* Brief A
Please change "oval plum tomato" to "round cherry tomato" in the records that follow the blog posts, keep everything else the same, and leave the pictures out of your answer.

Thursday, July 30, 2009

thursday things.

-teen decomposes plastic bag in 3 months.
-cantaloupe salsa - must try!!
-fun little book recommendation site.
-gives me hope!
-rain days with lovey are the aces. and we get another one today!! this one is preschooler free, and we're cleaning and doing laundry.
-alice in wonderland trailer - so stoked!!




Tuesday, July 28, 2009

novel.

(click on austin to read the best novel ever!)


-brady's post about 'fork you bobby frost'.

my husband wrote a book...my husband wrote a book, a novel, a work of fiction.
a book. have you written a book? i haven't written a book. i know very few people who have started, and finished, writing a book.

in november 2007, he decided to participate in nanowrimo. he wrote, he drank energy drinks, he worked all day and came home and wrote. he wrote, he ate candy bars, and he wrote. he wrote, he laughed and cried and wondered where the heck are these crazy characters taking us? and he wrote. and i read the pages one by one as they came off the typewriter, falling in love with this book, these characters, and brady all over again. on the sunday after thanksgiving, he finished. and it was celebratory and fabulous. (and we realized just how much work it was going to be to enter an entire novel onto the computer. it wasn't what one would call a fun task, but i'd do it again!)

after almost 2 years, i think that perhaps 3 or 4 people have read this novel. it has been listed on lulu, he has sent it to a few places, no one seems all that interested. and i realize that i'm biased, and i realize brady might not be the perfect marriage of rilke and bukowski, but he's darn close. and everyone, every single person, needs to read this book. not because brady penned it, not because i want everyone to recognize what a fabulous writer he is, but because we all need to stop and listen to the point of this book. it's about being kind, it's about loving each other. it's not just a riot and a hoot, it's important. and if you can't get over all the F-bombs and all the exclamation points, then perhaps you need to read it more than anyone else.

yesterday.


a very lovely day, yesterday:

rainy day, daddy's home! john denver, tidy up, waffles for breakfast, work on puzzle, finish editing/post novel, visit from mammy, lots of nursing, dancing & spinning in rain, sweet naps, melty crayons, rice & beans, bath & bedtime for babies, discussions, more puzzle, documentary about corn, wind some yarn, bedtime.



Thursday, July 23, 2009

thursday things.

sunflower spinach pie
(adapted from
mom's guide to meal makeovers)

1 tbsp olive oil
1 1/2 cups spinach
1 tsp dried italian seasoning
1 garlic clove, minced
5 large eggs, beaten
1 1/2 cups cooked brown rice
2/3 cup cheddar cheese
1/2 cup milk
2/3 cup parmesan, divided
1/4 cup roasted, shelled sunflower seeds
1/2 tsp salt
1 9 inch pie shell

preheat oven to 375
stir together everything but 1/3 cup of parmesan, pour into pie shell.
top with remaining parmesan and cook 30-35 minutes.



-still a favorite

Tuesday, July 21, 2009

flashbacks.

while perusing my old notes on facebook, i found this little gem. only from february, it feels like it's been so much longer.

today is a beautiful day.
i woke up nestled between two beautiful ladies, who seem to migrate to my bed at some point in the middle of the nite. (violette has been waking up between 2 or 3 saying "oh, i'm really really really hungry" and then crawling up the stairs to our bed, where she crashes immediately.) my kitty was cuddled up at the foot of our bed, watching over us all, and my husband was playing footsie games with me under all the covers, pausing only to reach over to hit snooze on the alarm.

* Supplied information
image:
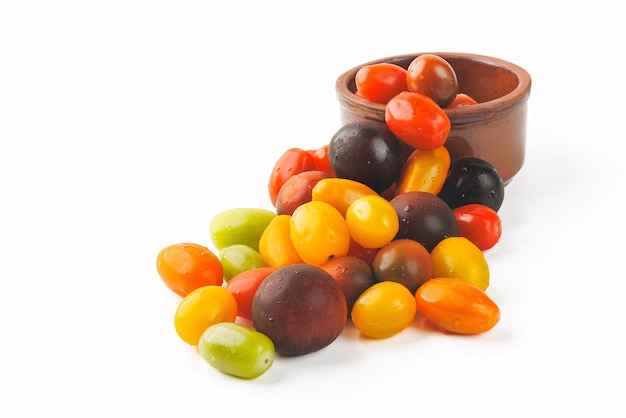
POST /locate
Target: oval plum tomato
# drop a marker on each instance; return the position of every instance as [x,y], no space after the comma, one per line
[298,190]
[434,77]
[456,306]
[480,224]
[185,267]
[461,99]
[244,285]
[380,82]
[417,120]
[293,161]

* Brief B
Return the passage of the blog posts above that opens with the words "i woke up nestled" and closes with "on the alarm.".

* Correct response A
image:
POST /locate
Target: round cherry tomato
# drop a marker on each instance; return the position of every instance as [x,y], no space after the comma, one per line
[298,190]
[434,77]
[456,306]
[480,224]
[185,267]
[461,99]
[244,285]
[380,82]
[417,120]
[293,161]

* Correct response B
i woke up nestled between two beautiful ladies, who seem to migrate to my bed at some point in the middle of the nite. (violette has been waking up between 2 or 3 saying "oh, i'm really really really hungry" and then crawling up the stairs to our bed, where she crashes immediately.) my kitty was cuddled up at the foot of our bed, watching over us all, and my husband was playing footsie games with me under all the covers, pausing only to reach over to hit snooze on the alarm.